MATERIAL FOR THIS TASK:
§
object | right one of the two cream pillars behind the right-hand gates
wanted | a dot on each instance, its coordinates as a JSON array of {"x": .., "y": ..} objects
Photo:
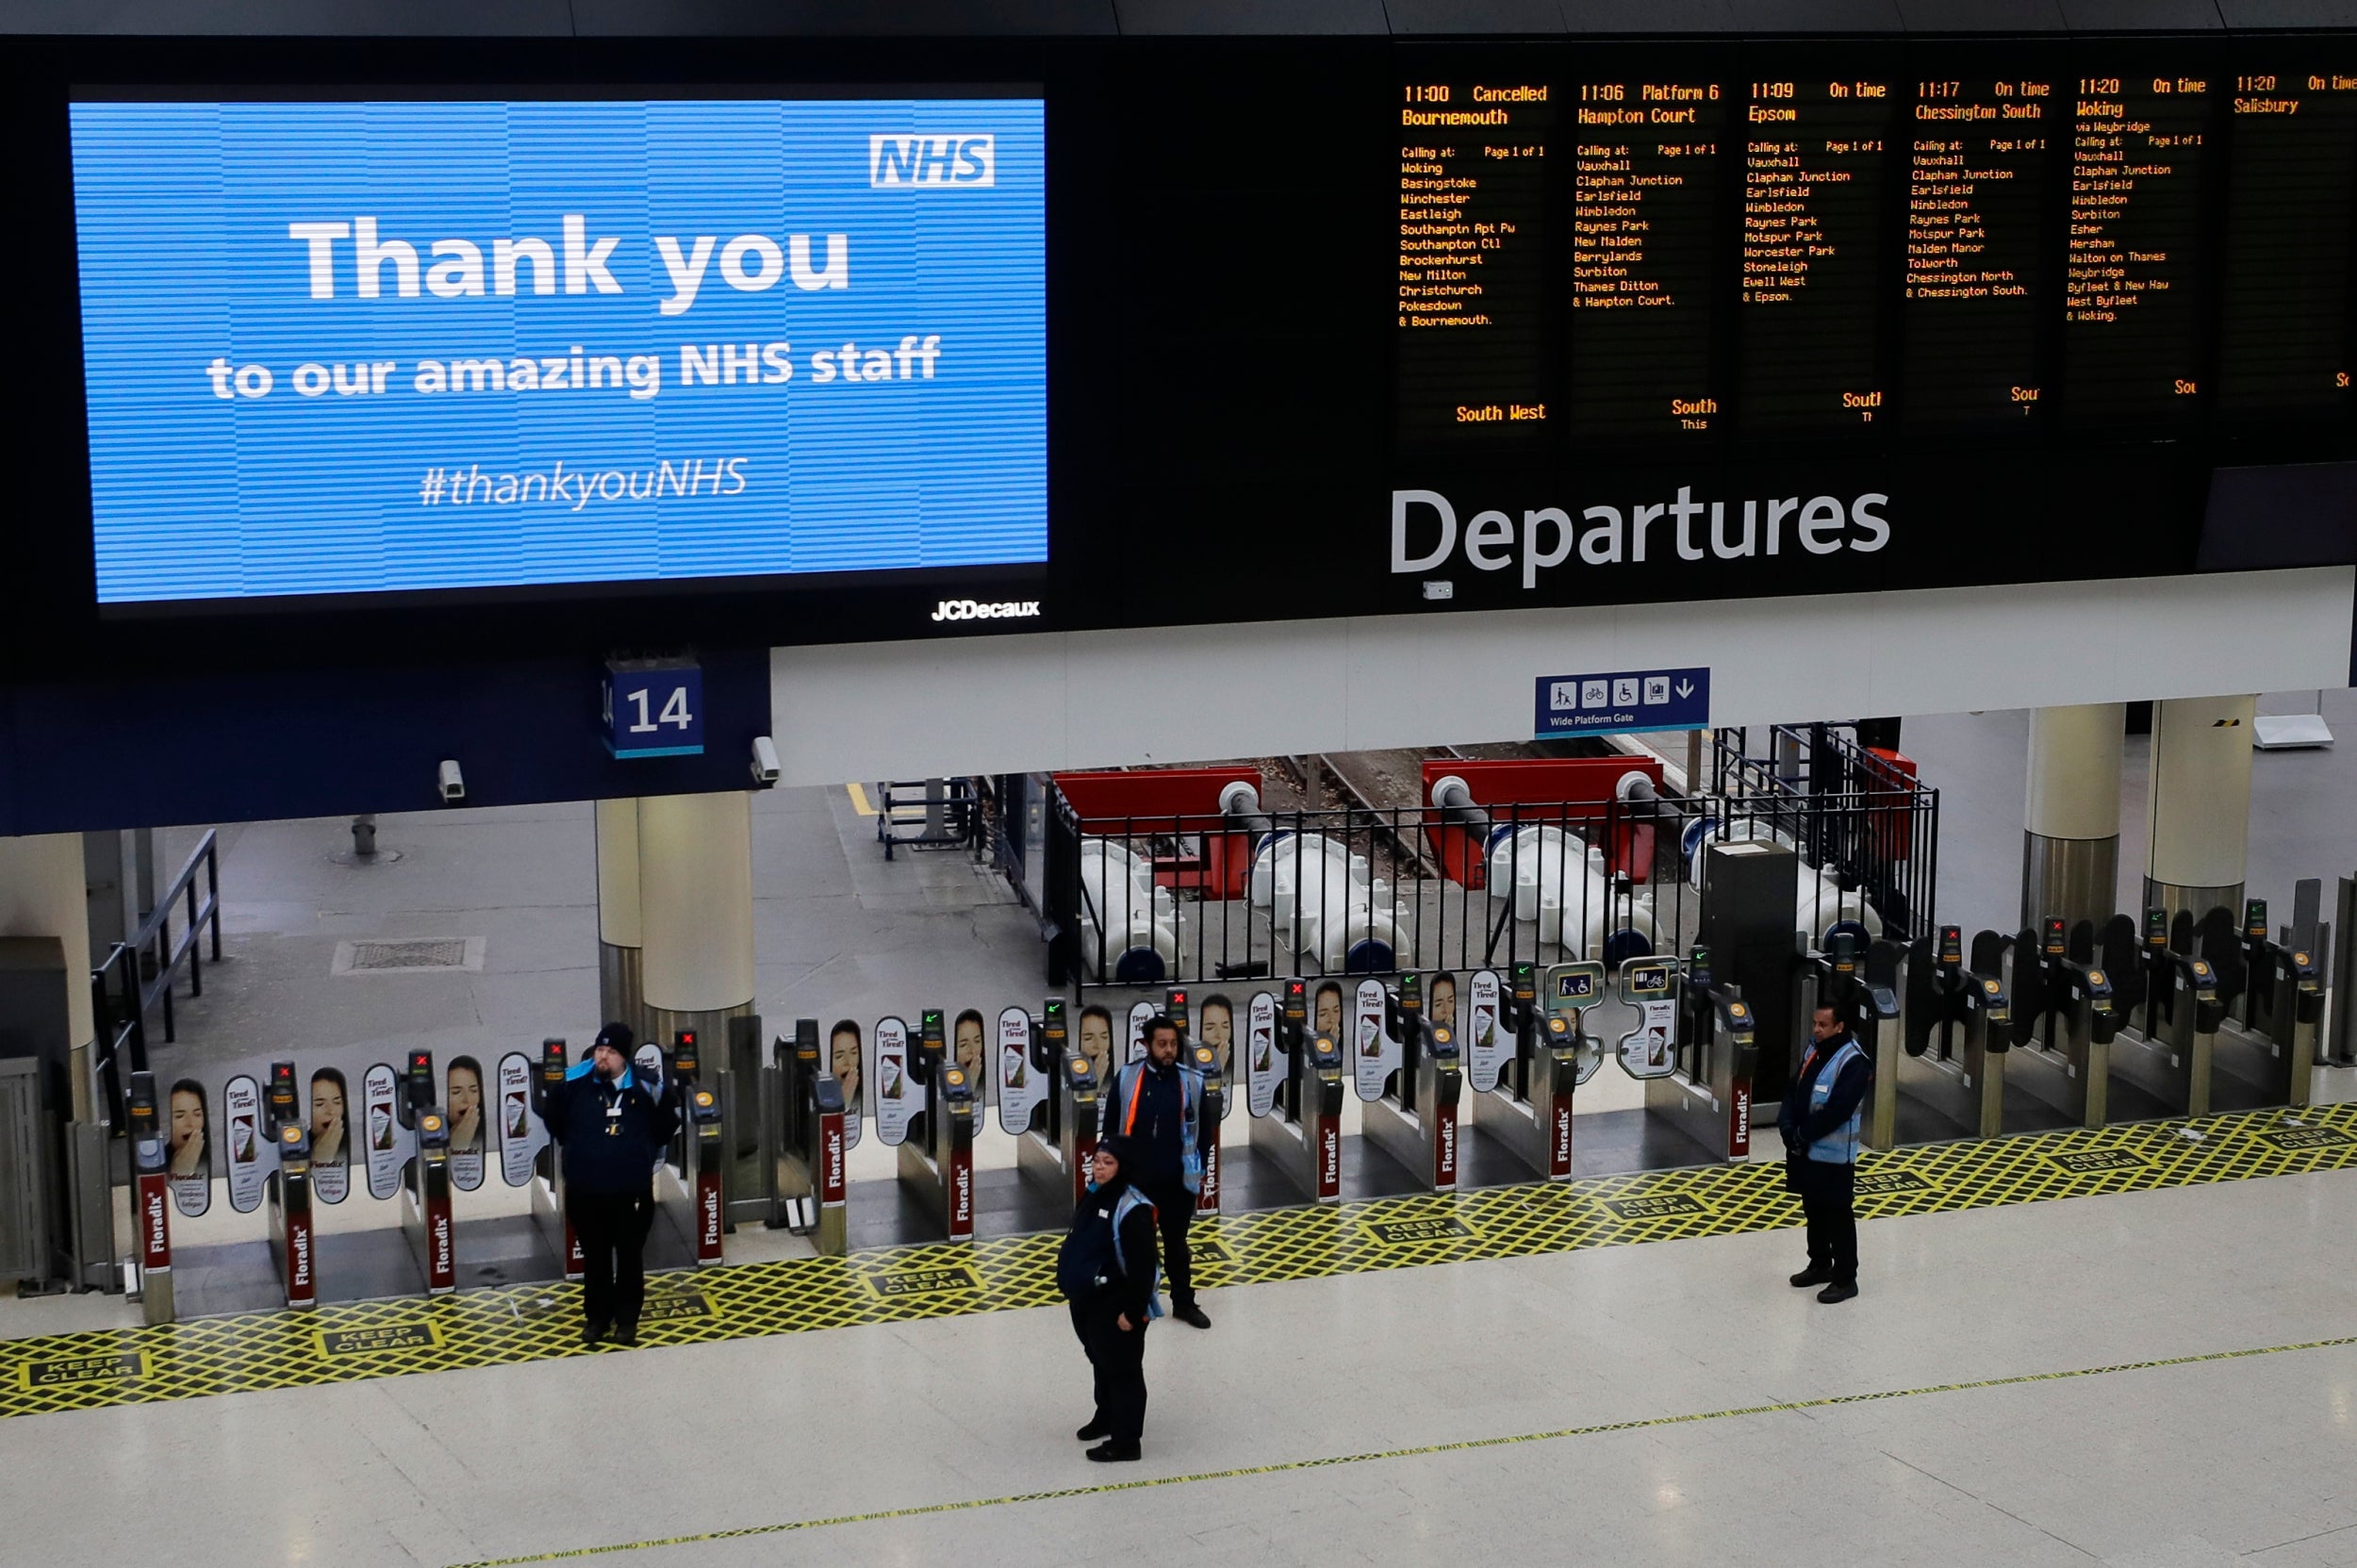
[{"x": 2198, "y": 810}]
§
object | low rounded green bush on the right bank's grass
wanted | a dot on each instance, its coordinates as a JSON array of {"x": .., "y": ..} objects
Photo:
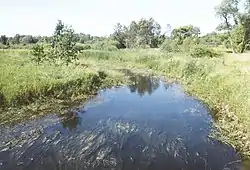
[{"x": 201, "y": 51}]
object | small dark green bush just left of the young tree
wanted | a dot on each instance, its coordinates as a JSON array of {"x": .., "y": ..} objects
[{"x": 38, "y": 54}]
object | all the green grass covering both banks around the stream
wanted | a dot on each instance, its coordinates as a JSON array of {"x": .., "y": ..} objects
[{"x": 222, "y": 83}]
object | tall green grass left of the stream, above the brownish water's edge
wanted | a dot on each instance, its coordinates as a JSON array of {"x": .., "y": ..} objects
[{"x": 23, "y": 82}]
§
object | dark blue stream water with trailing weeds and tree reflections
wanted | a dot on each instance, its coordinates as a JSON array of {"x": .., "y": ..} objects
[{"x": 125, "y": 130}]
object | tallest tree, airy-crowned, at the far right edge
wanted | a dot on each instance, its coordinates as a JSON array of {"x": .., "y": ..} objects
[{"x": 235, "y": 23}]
§
EXERCISE INSTRUCTIONS:
Whichever lines of the records above hold the word "dark" should all be copied out.

SOLUTION:
object | small dark green bush just left of the young tree
object | dark blue stream water with trailing weeds and tree reflections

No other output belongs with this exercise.